Problem statement.
Report each line from the entries in which "rear" can be found.
---------- Data listing
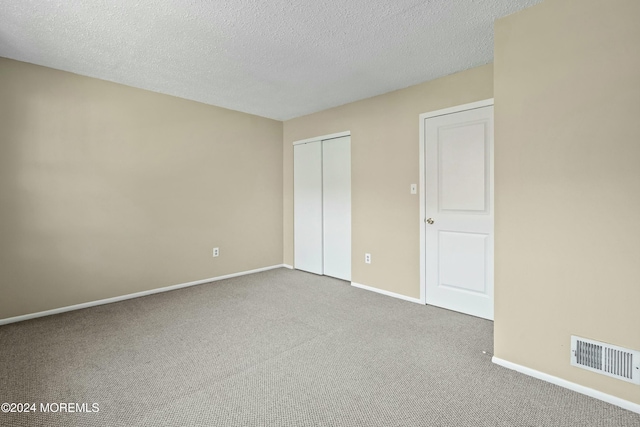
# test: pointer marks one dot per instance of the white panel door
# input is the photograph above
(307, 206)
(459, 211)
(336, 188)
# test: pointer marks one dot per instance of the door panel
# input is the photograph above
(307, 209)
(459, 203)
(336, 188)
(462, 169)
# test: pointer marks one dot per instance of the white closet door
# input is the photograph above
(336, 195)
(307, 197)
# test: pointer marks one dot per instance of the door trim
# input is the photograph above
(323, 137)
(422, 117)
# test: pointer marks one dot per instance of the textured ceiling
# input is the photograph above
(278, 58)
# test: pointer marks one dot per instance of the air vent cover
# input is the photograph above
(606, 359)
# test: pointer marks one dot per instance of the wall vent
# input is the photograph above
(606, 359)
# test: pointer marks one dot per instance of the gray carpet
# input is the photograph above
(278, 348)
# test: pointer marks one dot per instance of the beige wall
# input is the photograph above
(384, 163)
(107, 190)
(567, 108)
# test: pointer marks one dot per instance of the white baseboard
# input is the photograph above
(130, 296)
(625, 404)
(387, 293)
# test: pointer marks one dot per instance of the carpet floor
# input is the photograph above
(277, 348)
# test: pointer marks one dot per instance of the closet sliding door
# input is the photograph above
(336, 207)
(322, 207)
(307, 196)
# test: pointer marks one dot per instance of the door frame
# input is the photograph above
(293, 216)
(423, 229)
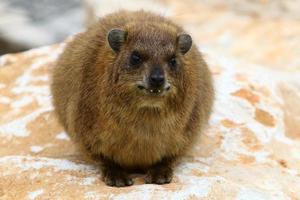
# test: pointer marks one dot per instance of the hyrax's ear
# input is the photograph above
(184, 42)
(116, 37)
--------------------
---------- Data listing
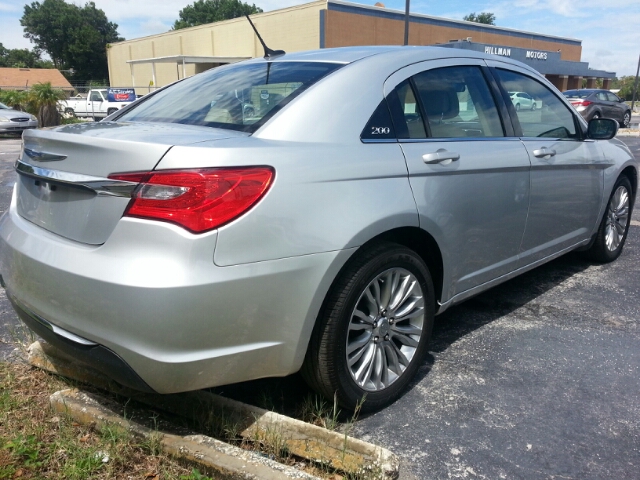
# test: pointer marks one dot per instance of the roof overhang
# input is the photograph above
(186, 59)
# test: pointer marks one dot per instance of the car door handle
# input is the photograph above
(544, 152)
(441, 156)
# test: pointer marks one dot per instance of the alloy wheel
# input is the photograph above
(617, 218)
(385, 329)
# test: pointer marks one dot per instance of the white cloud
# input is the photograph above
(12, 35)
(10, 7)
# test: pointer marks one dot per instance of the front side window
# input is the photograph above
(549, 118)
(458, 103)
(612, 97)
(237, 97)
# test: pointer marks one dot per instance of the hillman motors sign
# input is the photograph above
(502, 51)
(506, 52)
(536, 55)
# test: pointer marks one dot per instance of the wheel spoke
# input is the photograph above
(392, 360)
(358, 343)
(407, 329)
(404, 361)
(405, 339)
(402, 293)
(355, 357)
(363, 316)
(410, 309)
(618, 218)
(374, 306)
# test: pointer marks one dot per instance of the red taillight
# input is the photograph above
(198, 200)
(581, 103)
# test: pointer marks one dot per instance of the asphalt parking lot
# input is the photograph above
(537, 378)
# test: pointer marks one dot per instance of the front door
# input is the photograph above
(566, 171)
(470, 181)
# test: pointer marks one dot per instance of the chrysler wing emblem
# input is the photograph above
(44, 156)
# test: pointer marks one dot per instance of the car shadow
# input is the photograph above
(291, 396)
--------------------
---------- Data listing
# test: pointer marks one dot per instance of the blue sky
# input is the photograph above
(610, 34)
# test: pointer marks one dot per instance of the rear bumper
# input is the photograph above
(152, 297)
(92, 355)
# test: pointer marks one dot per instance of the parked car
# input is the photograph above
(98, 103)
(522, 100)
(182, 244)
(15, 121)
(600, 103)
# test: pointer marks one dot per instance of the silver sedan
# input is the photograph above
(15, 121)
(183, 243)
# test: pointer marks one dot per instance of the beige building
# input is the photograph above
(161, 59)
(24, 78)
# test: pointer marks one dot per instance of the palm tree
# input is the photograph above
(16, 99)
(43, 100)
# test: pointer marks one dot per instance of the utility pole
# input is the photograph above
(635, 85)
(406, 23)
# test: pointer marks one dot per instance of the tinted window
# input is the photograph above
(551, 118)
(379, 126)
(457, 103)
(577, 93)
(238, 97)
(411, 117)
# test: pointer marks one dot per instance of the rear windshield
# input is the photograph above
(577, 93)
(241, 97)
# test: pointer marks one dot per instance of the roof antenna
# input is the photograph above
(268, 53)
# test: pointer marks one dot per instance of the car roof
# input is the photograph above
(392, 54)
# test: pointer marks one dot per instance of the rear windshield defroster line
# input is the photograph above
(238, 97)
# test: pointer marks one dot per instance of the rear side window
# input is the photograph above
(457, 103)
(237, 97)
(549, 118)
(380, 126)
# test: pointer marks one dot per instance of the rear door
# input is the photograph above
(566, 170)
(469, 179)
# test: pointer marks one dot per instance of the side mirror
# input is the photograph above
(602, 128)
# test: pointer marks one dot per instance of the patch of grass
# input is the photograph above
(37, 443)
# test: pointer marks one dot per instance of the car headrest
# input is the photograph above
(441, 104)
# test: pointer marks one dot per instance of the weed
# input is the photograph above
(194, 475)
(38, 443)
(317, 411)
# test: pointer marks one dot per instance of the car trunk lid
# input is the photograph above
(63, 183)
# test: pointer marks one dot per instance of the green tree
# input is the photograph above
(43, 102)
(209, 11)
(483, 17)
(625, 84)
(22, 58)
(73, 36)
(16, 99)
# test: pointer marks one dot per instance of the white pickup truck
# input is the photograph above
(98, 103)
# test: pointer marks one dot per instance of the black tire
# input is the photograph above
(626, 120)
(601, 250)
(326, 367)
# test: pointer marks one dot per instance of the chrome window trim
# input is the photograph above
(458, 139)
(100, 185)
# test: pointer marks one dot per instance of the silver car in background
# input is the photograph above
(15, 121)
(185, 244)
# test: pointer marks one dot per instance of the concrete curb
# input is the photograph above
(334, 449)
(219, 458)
--------------------
Completed task.
# test: pointer marks one dot per instance of the rear bumper
# test: pointer marks one dot per instance of the rear windshield
# test: pointer marks one dot per instance of the rear windshield defroster line
# test: pointer marks one dot per instance of the rear side window
# test: pointer marks one dot per instance of the rear door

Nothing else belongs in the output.